** Raw records **
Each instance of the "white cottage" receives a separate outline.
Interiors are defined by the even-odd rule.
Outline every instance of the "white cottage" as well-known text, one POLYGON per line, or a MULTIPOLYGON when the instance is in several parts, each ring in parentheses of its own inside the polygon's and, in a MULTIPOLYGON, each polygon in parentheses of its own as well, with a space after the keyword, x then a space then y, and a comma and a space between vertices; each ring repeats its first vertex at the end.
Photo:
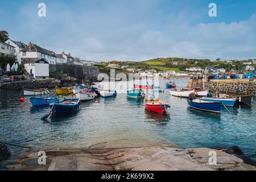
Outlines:
POLYGON ((21 64, 22 53, 20 51, 26 47, 27 45, 20 41, 15 41, 11 39, 6 40, 5 43, 14 47, 14 55, 16 57, 16 62, 19 64, 21 64))
POLYGON ((55 54, 56 57, 56 64, 67 64, 68 63, 67 60, 63 57, 62 54, 55 54))
POLYGON ((22 62, 23 59, 38 58, 44 59, 50 64, 56 64, 57 58, 53 51, 48 51, 31 43, 20 52, 22 64, 24 64, 22 62))
POLYGON ((0 55, 2 54, 14 55, 14 47, 0 42, 0 55))
POLYGON ((49 77, 49 63, 44 59, 22 58, 26 71, 34 78, 49 77))

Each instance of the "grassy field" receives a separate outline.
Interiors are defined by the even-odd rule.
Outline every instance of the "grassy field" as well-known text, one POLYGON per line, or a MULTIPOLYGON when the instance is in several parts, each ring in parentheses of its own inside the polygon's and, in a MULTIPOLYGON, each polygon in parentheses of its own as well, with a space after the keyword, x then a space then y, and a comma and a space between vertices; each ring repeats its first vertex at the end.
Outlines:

** REQUIRED TASK **
Can you rewrite every line of the data above as a JSON list of strings, one string per line, with blank lines dropped and the pictures left out?

** EXERCISE RESPONSE **
[
  "Each instance of the \"white cottage\" receives a separate outline.",
  "Interiors are defined by the even-odd rule.",
  "Outline every instance of the \"white cottage\" as well-known text, one POLYGON per line, or a MULTIPOLYGON when the instance is in several parts, each ring in parentheses of its own inside the polygon's and, in a MULTIPOLYGON, each polygon in parentheses of its own as well, with a space after the keyword, x then a space then y, and a comma and a space between vertices; each ring repeats its first vertex at the end.",
  "Photo:",
  "Outlines:",
  "POLYGON ((21 64, 22 53, 20 51, 26 47, 27 45, 20 41, 15 41, 11 39, 6 40, 5 43, 14 47, 14 55, 16 57, 16 62, 19 64, 21 64))",
  "POLYGON ((55 54, 56 57, 56 64, 67 64, 68 63, 67 60, 63 57, 62 54, 55 54))",
  "POLYGON ((22 62, 23 59, 38 58, 44 59, 50 64, 56 64, 57 58, 53 51, 48 51, 31 43, 20 52, 22 64, 24 64, 22 62))",
  "POLYGON ((0 55, 2 54, 14 55, 14 47, 0 42, 0 55))",
  "POLYGON ((49 77, 49 63, 44 59, 22 58, 26 71, 34 78, 49 77))",
  "Each instance of the \"grassy field\" receives a separate outline.",
  "Interiors are defined by the even-odd rule.",
  "Outline every instance of the \"grassy field\" as well-known text, one POLYGON per line, or a MULTIPOLYGON when the instance is in several parts, each ring in parentheses of its own inside the polygon's and, in a MULTIPOLYGON, each polygon in parentheses of its own as well, with a space after the keyword, x then a space then y, and a comma and a space between vertices; each ring repeats its first vertex at the end.",
  "Outlines:"
]